=== Document excerpt ===
================
GC overhead while running pig job, after hadoop job ends

I'm running a very simple pig script (pig 0.14, Hadoop 2.4) :
customers = load '/some/hdfs/path' using SomeUDFLoader();
customers2 = foreach (group customers by customer_id) generate FLATTEN(group) as customer_id, MIN(dw_customer.date) as date;
store customers2 into '/hdfs/output' using PigStorage(',');
This launches a map-reduce job of ~60000 mappers, and 999 reducers.
After the map-reduce job has finished it's work ( I know becuase the output has been written, and the job manager says the job has succeeded ), There is a long pause and I get the following error in the pig output :
2015-11-24 11:45:29,394 [main] INFO org.apache.hadoop.yarn.client.RMProxy - Connecting to ResourceManager at *********
2015-11-24 11:45:29,403 [main] INFO org.apache.hadoop.mapred.ClientServiceDelegate - Application state is completed. FinalApplicationStatus=SUCCEEDED. Redirecting to job history server
2015-11-24 11:46:03,533 [Service Thread] INFO org.apache.pig.impl.util.SpillableMemoryManager - first memory handler call- Usage threshold init = 698875904(682496K) used = 520031456(507843K) committed = 698875904(682496K) max = 698875904(682496K)
2015-11-24 11:46:04,473 [Service Thread] INFO org.apache.pig.impl.util.SpillableMemoryManager - first memory handler call - Collection threshold init = 698875904(682496K) used = 575405920(561919K) committed = 698875904(682496K) max = 698875904(682496K)
2015-11-24 11:47:36,255 [main] ERROR org.apache.pig.tools.grunt.Grunt - ERROR 2998: Unhandled internal error. GC overhead limit exceeded
The stack trace looks something like (each time the exception in is another function ):
Pig Stack Trace
---------------
ERROR 2998: Unhandled internal error. Java heap space
java.lang.OutOfMemoryError: Java heap space
at org.apache.hadoop.mapreduce.v2.api.records.impl.pb.CounterGroupPBImpl.initCounters(CounterGroupPBImpl.java:136)
at org.apache.hadoop.mapreduce.v2.api.records.impl.pb.CounterGroupPBImpl.getAllCounters(CounterGroupPBImpl.java:121)
at org.apache.hadoop.mapreduce.TypeConverter.fromYarn(TypeConverter.java:240)
at org.apache.hadoop.mapreduce.TypeConverter.fromYarn(TypeConverter.java:367)
at org.apache.hadoop.mapreduce.TypeConverter.fromYarn(TypeConverter.java:388)
================
=== Listed entries ===
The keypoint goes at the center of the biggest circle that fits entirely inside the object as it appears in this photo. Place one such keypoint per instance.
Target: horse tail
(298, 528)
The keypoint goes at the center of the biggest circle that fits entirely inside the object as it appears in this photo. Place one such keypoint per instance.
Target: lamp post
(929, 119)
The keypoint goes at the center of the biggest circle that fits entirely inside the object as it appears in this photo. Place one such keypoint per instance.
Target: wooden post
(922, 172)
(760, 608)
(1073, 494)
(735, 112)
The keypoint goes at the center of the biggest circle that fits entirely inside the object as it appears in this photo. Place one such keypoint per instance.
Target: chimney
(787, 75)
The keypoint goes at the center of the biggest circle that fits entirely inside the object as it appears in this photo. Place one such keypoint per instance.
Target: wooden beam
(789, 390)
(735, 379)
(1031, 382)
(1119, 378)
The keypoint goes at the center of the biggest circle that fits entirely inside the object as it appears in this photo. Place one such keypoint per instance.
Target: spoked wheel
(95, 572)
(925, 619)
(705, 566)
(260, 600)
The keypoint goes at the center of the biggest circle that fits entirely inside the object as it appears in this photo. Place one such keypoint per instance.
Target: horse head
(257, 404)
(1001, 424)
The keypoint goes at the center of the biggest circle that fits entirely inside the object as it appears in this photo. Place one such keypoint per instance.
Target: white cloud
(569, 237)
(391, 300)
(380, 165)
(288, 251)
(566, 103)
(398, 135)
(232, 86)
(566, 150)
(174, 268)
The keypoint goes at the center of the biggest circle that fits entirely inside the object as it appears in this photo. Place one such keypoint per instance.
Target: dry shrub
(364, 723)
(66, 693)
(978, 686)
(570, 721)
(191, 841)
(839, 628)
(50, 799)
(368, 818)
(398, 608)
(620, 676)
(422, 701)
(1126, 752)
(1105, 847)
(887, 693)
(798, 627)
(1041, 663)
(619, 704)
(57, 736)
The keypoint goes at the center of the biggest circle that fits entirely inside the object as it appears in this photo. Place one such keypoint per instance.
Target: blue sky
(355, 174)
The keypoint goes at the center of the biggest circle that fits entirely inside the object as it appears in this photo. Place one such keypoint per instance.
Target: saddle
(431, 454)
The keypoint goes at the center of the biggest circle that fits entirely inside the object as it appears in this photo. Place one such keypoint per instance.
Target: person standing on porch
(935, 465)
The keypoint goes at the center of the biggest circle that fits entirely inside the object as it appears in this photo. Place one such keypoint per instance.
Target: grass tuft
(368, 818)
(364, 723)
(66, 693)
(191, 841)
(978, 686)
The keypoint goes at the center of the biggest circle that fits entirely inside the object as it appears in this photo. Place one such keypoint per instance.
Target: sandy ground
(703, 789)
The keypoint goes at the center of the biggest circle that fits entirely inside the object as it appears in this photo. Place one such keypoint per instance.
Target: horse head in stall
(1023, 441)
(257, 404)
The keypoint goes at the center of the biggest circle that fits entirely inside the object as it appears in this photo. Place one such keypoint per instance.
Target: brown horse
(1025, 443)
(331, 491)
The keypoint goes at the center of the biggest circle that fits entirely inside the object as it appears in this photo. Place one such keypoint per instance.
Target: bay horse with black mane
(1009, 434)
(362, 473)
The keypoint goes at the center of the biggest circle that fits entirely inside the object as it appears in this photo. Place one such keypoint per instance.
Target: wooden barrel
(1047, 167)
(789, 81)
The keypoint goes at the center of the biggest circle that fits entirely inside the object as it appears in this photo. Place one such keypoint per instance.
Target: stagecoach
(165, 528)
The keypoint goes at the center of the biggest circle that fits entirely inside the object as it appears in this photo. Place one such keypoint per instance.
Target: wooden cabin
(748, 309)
================
=== Challenges ===
**1.** In the Pig job post, how many mappers and reducers does the map-reduce job launch?
**2.** From the Pig job post, reproduce the text from "I'm running a" to "and 999 reducers.".
**3.** Condense the paragraph in the Pig job post that begins "After the map-reduce job has finished" into one shorter sentence that keeps its main facts.
The data isn't needed for anything asked here.

=== Exercise answers ===
**1.** About 60,000 mappers and 999 reducers.

**2.**
I'm running a very simple pig script (pig 0.14, Hadoop 2.4) :
customers = load '/some/hdfs/path' using SomeUDFLoader();
customers2 = foreach (group customers by customer_id) generate FLATTEN(group) as customer_id, MIN(dw_customer.date) as date;
store customers2 into '/hdfs/output' using PigStorage(',');
This launches a map-reduce job of ~60000 mappers, and 999 reducers.

**3.** Once the map-reduce job finishes, as shown by the written output and the job manager reporting success, a long pause follows and then an error appears in the Pig output.